Incertos os locais e os tempos em que viveram. Os tempos: mais de três mil anos atrás. [...] A área: o norte do subcontinente indiano, mas sem fronteiras precisas. Não deixaram objetos nem imagens. Deixaram somente palavras. Versos e fórmulas que marcavam rituais. Meticulosos tratados que descreviam e explicavam esses mesmos rituais. [1]
O Rigveda é um dos textos mais antigos da humanidade. Escrito em sânscrito, a ancestral língua sagrada dos hindus, ele detalha em minúcias os rituais e sacrifícios endereçados aos seus deuses primordiais, ou devas. Agni, deva do fogo, era tão importante que é o seu nome que inaugura a primeira linha do Rigveda. Depois dele, vieram muitos, muitos outros: Indra, Mitra, Varuna, Krishna, Shiva, Ganesha, a lista chegaria literalmente aos milhares.
Hoje o sânscrito é considerado uma língua morta, isto é, sem falantes nativos. Entretanto ele faz parte do conjunto de línguas oficiais da Índia, pois é até hoje extensivamente utilizado nos rituais religiosos, incluindo o canto de mantras. Mas, se hoje o sânscrito está longe de estar morto de fato, há milhares de anos ele serviu com base para a escrita de tantos documentos que pesquisadores estimam que há mais escritos antigos em sânscrito do que em latim e em grego antigo, somados.

Registros de identificação de posição

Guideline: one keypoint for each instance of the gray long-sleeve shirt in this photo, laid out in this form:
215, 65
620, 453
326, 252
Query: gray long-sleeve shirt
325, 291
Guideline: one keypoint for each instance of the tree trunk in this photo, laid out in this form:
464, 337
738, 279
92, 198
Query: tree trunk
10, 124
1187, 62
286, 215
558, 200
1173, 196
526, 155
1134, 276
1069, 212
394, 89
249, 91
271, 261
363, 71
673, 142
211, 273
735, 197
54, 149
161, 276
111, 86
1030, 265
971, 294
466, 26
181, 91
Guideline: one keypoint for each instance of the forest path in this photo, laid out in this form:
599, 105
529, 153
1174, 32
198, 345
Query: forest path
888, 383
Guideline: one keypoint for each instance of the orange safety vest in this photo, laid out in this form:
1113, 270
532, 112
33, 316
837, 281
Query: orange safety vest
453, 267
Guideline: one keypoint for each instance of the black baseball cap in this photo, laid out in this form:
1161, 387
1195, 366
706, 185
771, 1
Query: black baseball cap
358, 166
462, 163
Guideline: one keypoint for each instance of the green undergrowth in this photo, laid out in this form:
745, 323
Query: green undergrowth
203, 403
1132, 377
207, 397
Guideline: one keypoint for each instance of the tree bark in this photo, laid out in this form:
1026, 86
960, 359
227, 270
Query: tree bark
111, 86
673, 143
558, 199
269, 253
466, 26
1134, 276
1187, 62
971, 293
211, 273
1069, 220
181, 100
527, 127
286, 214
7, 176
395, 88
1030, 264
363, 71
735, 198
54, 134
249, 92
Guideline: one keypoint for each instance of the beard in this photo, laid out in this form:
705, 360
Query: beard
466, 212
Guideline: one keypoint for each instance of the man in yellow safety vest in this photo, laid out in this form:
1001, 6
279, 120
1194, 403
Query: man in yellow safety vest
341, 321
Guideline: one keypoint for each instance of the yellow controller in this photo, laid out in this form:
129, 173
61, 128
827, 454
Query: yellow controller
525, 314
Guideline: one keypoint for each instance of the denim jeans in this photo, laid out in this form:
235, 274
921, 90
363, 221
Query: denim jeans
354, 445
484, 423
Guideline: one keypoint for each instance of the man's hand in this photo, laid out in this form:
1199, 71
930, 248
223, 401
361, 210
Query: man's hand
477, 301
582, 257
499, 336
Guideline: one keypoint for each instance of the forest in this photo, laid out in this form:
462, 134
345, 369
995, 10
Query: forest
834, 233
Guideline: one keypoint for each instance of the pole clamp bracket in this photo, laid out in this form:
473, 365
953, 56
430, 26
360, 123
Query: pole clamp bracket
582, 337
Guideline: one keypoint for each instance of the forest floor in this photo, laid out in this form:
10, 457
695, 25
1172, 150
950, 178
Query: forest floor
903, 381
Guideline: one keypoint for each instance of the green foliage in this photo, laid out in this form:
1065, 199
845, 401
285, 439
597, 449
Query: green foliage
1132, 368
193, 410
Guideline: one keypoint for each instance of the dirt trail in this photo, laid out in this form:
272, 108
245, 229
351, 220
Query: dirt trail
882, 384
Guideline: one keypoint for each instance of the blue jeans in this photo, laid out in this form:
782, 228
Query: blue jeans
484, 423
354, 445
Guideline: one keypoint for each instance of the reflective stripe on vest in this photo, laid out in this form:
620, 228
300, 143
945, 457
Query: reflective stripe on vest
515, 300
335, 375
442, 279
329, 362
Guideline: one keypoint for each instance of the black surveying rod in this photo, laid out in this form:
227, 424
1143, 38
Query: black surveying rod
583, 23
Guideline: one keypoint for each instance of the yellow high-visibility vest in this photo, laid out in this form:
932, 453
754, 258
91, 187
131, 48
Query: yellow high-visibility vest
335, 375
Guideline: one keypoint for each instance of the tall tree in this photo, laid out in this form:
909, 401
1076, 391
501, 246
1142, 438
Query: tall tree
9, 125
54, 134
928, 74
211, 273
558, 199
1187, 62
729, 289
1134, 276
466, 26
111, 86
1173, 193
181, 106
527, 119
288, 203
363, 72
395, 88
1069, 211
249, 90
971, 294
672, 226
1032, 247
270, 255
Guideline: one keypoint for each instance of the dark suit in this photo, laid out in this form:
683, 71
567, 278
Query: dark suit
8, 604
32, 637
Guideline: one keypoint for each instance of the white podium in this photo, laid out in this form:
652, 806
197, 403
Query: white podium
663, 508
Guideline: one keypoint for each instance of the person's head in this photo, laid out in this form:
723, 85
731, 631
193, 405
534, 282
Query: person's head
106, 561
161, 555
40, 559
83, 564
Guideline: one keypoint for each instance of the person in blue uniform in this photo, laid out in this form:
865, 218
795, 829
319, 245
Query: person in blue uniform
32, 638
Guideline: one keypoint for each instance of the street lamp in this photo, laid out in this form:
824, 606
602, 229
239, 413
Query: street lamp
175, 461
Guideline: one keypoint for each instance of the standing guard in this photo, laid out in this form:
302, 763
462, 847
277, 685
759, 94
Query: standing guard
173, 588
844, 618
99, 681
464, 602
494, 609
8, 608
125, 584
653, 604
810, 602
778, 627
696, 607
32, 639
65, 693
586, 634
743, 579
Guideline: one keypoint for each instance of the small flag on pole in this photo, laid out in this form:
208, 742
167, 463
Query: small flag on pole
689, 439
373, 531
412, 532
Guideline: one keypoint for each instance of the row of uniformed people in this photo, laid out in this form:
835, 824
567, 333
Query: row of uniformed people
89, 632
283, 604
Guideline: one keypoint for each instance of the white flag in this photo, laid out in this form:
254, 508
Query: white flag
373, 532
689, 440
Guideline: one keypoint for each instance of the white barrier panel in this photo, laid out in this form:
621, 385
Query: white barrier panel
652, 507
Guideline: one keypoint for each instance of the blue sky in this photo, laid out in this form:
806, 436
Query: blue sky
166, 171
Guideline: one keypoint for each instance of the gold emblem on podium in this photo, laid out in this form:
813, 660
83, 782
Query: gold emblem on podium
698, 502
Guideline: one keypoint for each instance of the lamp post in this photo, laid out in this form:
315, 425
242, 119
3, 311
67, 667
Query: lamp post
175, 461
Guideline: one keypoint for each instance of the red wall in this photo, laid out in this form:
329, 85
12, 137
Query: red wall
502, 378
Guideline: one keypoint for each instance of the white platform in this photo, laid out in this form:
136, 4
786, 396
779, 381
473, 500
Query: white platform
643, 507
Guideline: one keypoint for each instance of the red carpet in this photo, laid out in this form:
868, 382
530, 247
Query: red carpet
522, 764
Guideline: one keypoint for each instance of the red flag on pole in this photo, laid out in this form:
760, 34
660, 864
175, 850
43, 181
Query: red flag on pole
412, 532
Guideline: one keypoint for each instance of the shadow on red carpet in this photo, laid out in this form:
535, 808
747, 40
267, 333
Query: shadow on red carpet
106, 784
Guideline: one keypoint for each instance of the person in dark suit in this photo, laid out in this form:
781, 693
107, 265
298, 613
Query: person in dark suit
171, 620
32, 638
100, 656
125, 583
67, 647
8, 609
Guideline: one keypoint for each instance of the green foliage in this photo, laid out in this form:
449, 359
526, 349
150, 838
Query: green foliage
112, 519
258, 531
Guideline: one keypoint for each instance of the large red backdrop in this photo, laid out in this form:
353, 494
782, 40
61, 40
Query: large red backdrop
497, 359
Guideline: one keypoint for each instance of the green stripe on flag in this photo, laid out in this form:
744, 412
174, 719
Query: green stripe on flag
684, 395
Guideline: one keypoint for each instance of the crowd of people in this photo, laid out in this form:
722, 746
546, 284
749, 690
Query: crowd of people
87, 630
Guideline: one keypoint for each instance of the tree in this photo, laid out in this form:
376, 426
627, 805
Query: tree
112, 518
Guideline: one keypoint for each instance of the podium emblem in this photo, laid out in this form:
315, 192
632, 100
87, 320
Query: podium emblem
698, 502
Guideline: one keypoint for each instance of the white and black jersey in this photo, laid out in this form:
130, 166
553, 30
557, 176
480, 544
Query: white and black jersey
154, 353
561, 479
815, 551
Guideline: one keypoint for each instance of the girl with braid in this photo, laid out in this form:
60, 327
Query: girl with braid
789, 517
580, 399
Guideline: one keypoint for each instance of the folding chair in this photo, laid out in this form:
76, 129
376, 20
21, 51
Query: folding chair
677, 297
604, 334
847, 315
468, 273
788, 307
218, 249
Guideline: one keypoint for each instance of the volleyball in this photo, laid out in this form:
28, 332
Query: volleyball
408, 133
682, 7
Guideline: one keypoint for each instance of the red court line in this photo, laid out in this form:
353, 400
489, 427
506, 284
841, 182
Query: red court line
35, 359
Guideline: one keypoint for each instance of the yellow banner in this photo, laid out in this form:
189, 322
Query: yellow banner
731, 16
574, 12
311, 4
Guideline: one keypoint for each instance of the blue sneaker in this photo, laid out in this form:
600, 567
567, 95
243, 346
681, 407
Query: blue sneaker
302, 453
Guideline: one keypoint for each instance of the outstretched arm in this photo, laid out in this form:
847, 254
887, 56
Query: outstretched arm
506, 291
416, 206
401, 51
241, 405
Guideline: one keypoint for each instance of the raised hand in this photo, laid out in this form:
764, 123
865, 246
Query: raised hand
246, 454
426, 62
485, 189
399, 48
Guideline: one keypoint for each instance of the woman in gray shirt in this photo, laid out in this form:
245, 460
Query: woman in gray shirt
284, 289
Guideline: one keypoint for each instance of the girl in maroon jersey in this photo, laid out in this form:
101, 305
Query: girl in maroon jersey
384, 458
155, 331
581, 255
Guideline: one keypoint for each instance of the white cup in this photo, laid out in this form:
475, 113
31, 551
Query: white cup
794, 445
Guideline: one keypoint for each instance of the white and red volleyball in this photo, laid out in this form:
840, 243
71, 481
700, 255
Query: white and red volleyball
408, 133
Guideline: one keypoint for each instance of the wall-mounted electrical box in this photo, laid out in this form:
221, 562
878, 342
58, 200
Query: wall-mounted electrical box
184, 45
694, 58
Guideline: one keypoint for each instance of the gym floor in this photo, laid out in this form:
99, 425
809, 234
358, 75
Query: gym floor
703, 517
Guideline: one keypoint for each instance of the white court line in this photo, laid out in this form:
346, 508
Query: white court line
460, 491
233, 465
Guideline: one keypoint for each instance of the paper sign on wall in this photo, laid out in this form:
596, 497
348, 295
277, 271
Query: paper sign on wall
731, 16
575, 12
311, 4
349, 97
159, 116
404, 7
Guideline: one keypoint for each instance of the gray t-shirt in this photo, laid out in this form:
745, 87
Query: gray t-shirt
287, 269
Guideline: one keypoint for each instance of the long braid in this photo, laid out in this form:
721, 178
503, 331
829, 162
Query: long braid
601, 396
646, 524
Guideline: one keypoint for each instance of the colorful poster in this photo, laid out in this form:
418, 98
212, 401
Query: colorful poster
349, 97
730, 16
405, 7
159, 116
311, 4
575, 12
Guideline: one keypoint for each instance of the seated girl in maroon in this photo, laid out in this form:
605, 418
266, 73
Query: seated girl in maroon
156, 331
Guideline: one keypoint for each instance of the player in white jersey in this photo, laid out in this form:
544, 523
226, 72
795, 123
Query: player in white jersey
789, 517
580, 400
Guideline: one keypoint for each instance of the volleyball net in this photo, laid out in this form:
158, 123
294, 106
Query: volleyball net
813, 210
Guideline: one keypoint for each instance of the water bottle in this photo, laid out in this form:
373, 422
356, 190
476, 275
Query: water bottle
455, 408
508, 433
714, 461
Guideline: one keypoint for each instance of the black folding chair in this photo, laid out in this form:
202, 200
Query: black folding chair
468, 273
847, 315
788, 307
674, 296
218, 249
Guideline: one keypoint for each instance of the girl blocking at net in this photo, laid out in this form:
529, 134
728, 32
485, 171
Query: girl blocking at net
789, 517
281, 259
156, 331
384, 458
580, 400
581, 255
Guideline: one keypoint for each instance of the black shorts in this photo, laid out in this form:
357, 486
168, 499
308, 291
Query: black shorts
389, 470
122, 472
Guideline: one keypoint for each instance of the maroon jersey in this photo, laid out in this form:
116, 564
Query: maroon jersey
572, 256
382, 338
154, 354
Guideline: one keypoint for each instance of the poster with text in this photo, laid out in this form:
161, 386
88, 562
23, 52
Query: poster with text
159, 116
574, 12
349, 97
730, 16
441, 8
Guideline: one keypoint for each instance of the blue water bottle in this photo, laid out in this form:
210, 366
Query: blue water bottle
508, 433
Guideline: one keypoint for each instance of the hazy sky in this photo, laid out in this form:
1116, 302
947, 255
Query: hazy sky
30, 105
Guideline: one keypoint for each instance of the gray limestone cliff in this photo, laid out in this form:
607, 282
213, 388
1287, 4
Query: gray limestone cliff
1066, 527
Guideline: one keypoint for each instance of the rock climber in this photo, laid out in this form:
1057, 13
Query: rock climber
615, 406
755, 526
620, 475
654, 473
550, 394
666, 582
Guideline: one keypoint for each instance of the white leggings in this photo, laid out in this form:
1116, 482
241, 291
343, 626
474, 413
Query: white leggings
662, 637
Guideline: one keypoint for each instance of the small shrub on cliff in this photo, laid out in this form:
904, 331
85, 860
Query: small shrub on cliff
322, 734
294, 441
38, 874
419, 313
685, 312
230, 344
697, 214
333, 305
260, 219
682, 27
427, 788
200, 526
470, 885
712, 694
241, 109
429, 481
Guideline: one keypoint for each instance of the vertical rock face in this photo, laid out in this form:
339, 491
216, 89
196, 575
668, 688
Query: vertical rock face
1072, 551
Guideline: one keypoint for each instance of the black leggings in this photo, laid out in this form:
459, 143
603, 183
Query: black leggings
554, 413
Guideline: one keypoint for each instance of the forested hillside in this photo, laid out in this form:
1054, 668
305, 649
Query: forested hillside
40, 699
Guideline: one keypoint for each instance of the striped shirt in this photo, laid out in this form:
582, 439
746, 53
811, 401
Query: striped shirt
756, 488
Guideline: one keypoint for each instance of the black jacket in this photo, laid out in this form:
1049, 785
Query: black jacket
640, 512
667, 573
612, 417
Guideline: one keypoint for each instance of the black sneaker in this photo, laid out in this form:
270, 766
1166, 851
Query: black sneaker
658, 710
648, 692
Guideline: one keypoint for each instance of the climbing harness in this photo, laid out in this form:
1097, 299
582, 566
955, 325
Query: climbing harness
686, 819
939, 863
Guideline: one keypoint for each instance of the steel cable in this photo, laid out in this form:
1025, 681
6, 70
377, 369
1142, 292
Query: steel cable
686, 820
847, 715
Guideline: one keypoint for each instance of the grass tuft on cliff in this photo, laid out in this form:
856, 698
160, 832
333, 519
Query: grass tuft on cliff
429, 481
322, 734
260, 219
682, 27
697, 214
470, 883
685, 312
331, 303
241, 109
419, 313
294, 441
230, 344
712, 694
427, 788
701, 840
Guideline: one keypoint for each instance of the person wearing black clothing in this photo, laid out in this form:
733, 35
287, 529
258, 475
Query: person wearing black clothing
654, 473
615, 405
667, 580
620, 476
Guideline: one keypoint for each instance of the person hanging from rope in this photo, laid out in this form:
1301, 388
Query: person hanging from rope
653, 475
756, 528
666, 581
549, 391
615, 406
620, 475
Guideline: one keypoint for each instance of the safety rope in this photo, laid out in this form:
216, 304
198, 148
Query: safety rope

**Enunciado da tarefa**
Segundo o trecho sobre o Rigveda, qual deva dá nome à primeira linha desse texto?

**A solução**
Agni, o deva do fogo.